* **Aufgaben**
(A) Gib aus dem Konzertbericht den Abschnitt wörtlich wieder, beginnend mit „33 Jahre in“ und weiter bis einschließlich „der Bühne unterstützen.“.
(B) Wie viele Plastikmünzen kostet laut dem Konzertbericht eine „Bitterballen-Garnitur“?
(C) Schreib den Konzertbericht bitte nach seinem letzten Satz weiter.
====== Ausgangstext ======
33 Jahre in 180 Minuten: Johannes Schmoelling solo in Oirschot

Wir schreiben das Jahr 1985: Helmut Kohl ist gerade einmal seit drei Jahren Bundeskanzler, ich bin von meinem Abitur noch zwei Jahre entfernt, und Johannes Schmoelling verlässt Tangerine Dream, um eine Solo-Karriere zu beginnen. Man sollte es nicht für möglich halten, aber in den 33 Jahren, die seitdem vergangen sind, ist eine lange und beeindruckende Liste von Studioalben zusammengekommen, aber noch kein einziges Solo-Konzert. Das soll sich an diesem Abend ändern. "Zeit - From Wuivent Riet to The Immortal Tourist" ist der ambitionierte Titel des Konzerts, ein Brückenschlag von seinem ersten Solo-Album bis zum aktuellen CD mit Robert Waters. Selbiger wird ihn heute auch auf der Bühne unterstützen.

Als Ort für diese Premiere hat sich Johannes "De Enck" in Oirschot und Ron Boots als Organisator ausgesucht. Eine bessere Wahl könnte man sich kaum denken: Mit E-Live und E-Day bringt Ron zweimal im Jahr ein ganztägiges Event über die Bühne, ohne dass ich mich an ernsthafte Pannen hätte erinnern können.

Heute sollen es nur zweimal knapp anderthalb Stunden sein, und dementsprechend fängt der "Tag" in Oirschot erst am Abend an: um 20 Uhr soll der erste Teil beginnen. Als ich gut eine Stunde vorher eintreffe, sind Foyer und Theatercafe bereits gut bevölkert. Gesprächsstoff gibt es genug, und auch wer Hunger hat, wird nicht im Stich gelassen: eine "Bitterballen-Garnitur" gibt es für drei der Plastikmünzen, die man noch aus früheren Jahren kennt. Vorsicht beim Verzehr: auch wenn sie sich von außen gut anfassen lassen, ist das Innere noch höllisch heiß.
====== Bereitgestellte Daten ======
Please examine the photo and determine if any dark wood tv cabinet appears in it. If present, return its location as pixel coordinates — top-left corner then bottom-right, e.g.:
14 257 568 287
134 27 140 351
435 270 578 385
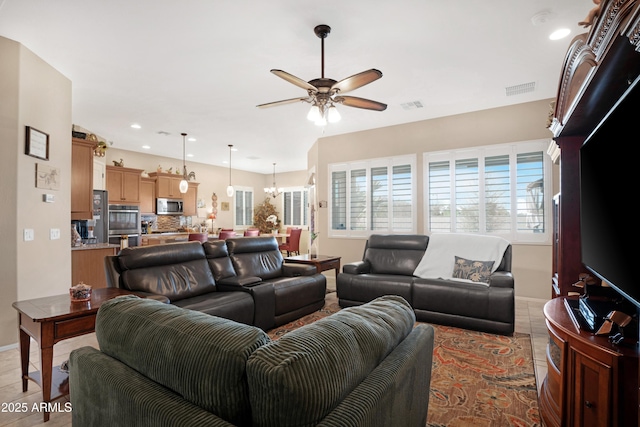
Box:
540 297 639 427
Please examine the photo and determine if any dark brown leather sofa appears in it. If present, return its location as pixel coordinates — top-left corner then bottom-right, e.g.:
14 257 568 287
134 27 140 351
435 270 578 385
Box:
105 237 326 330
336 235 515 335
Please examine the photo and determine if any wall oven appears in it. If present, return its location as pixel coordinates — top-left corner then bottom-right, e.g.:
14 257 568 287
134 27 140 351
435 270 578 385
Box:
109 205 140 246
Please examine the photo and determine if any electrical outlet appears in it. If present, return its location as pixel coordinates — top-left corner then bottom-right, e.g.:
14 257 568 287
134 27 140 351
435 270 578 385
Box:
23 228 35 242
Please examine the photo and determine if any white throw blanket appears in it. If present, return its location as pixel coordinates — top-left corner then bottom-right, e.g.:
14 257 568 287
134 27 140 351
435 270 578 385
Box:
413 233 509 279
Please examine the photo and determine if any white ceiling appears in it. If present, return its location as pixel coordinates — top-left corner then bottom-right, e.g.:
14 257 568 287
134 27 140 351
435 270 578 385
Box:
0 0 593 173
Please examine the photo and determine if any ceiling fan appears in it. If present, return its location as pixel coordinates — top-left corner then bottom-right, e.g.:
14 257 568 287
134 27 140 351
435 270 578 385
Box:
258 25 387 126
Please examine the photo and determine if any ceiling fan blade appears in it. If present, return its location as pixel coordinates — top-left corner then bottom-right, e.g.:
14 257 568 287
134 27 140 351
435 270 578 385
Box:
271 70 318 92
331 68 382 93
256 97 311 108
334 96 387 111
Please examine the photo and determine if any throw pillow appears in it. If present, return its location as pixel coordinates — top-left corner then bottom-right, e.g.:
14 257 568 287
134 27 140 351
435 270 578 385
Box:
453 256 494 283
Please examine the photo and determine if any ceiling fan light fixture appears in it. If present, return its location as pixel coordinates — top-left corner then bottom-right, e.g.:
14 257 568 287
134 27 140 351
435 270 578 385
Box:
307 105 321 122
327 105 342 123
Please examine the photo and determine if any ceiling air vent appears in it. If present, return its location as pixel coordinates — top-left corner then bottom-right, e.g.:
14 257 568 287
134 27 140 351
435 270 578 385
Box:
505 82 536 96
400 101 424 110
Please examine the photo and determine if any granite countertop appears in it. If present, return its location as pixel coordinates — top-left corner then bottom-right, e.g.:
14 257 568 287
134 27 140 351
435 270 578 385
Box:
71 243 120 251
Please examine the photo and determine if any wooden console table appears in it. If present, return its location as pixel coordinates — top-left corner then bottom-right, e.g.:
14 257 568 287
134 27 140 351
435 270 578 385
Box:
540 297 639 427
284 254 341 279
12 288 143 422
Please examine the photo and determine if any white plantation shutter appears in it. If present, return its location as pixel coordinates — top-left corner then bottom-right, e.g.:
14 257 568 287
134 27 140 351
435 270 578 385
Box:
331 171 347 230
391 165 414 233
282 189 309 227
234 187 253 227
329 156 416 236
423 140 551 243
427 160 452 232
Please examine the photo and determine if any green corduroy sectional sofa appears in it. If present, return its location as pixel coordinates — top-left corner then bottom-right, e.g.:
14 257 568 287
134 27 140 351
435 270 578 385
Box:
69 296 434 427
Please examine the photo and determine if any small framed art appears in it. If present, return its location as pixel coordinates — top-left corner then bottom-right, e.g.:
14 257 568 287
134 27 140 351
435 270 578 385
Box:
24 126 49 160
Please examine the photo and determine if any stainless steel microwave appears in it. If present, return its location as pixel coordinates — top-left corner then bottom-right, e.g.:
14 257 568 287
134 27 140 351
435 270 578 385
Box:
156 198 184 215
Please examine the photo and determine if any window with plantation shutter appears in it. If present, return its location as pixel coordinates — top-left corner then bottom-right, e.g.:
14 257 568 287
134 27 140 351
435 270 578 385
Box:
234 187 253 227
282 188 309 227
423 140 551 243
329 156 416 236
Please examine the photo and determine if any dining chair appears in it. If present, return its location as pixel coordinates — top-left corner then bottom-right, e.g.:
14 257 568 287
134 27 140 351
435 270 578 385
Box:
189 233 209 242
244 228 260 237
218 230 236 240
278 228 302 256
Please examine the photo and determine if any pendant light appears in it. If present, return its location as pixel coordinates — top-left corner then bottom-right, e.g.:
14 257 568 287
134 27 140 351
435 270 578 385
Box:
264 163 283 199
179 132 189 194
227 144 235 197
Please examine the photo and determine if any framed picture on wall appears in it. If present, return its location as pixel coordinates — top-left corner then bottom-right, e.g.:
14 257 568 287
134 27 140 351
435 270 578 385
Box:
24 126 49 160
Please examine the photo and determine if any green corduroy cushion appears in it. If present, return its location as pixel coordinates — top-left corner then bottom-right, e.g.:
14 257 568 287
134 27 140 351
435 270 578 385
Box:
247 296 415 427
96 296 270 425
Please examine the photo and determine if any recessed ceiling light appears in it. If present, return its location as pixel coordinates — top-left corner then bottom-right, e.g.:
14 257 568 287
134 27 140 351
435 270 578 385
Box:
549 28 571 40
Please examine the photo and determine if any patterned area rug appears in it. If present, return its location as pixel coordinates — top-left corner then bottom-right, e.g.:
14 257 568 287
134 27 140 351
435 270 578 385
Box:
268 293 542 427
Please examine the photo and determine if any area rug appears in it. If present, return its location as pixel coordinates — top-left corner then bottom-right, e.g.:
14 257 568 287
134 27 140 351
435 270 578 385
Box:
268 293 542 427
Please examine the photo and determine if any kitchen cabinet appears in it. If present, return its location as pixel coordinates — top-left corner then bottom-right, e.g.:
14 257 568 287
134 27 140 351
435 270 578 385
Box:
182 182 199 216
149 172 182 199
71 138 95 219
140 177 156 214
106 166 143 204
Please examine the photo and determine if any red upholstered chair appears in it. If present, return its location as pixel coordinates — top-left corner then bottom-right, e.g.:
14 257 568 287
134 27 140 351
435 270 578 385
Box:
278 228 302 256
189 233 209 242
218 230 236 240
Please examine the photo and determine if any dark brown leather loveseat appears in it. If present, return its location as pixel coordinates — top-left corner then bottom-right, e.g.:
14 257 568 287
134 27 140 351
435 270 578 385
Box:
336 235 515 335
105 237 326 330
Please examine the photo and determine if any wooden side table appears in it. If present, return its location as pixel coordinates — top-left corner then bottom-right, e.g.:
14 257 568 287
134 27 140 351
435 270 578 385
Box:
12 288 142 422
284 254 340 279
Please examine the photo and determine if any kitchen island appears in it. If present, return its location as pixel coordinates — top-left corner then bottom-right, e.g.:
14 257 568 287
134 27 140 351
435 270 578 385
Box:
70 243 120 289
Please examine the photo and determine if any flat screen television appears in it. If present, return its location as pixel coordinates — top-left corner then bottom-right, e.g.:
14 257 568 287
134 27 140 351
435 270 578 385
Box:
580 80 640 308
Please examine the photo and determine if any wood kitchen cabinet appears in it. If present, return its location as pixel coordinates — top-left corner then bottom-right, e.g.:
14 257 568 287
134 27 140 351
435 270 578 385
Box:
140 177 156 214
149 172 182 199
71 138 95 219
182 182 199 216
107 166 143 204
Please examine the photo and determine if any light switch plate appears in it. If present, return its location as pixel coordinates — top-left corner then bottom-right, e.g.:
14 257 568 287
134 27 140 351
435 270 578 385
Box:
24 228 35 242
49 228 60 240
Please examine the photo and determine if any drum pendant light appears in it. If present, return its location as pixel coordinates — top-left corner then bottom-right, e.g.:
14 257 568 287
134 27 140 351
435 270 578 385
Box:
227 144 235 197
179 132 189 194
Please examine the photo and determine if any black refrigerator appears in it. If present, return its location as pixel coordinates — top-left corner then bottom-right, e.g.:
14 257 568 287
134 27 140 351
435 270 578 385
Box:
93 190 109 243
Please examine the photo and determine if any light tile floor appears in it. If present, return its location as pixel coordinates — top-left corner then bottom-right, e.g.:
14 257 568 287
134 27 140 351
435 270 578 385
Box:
======
* **Antworten**
(A)
33 Jahre in 180 Minuten: Johannes Schmoelling solo in Oirschot

Wir schreiben das Jahr 1985: Helmut Kohl ist gerade einmal seit drei Jahren Bundeskanzler, ich bin von meinem Abitur noch zwei Jahre entfernt, und Johannes Schmoelling verlässt Tangerine Dream, um eine Solo-Karriere zu beginnen. Man sollte es nicht für möglich halten, aber in den 33 Jahren, die seitdem vergangen sind, ist eine lange und beeindruckende Liste von Studioalben zusammengekommen, aber noch kein einziges Solo-Konzert. Das soll sich an diesem Abend ändern. "Zeit - From Wuivent Riet to The Immortal Tourist" ist der ambitionierte Titel des Konzerts, ein Brückenschlag von seinem ersten Solo-Album bis zum aktuellen CD mit Robert Waters. Selbiger wird ihn heute auch auf der Bühne unterstützen.

(B) Drei.

(C)
Kaum bin ich mit meinen Bitterballen fertig, beginnt auch schon der Einlass, und man muss sich beeilen, einen guten Platz zu erhalten. Auch wenn "De Enck" nicht ausverkauft ist, füllt sich der Saal doch zu gut drei Vierteln. Der Vorhang ist noch geschlossen, und aus den Lautsprechern dringen sphärische Klänge zu uns, die von dem Ticken einer Uhr überlagert werden. Punkt acht Uhr leiten Glockenschläge das Konzert ein, und eine Stimme aus dem Off liefert einige philosophische Gedanken über die Zeit: Jeder Moment, den wir erleben, ist etwas einmaliges und kommt nie wieder. Mit der Spannung auf diese Weise auf den Höhepunkt getrieben, öffnet sich der Vorhang. Johannes hat seine Keyboard-Burg am rechten Rand aufgebaut, in der Mitte steht der große Konzertflügel. Wie schon bei den beiden Auftritten von Loom in Oirschot wird Johannes wohl auch heute mindestens eine rein akustische Passage spielen. Rob Waters hat seinen (deutlich übersichtlicheren) Arbeitsplatz im linken Drittel, beide rahmen gewissermaßen den Flügel ein.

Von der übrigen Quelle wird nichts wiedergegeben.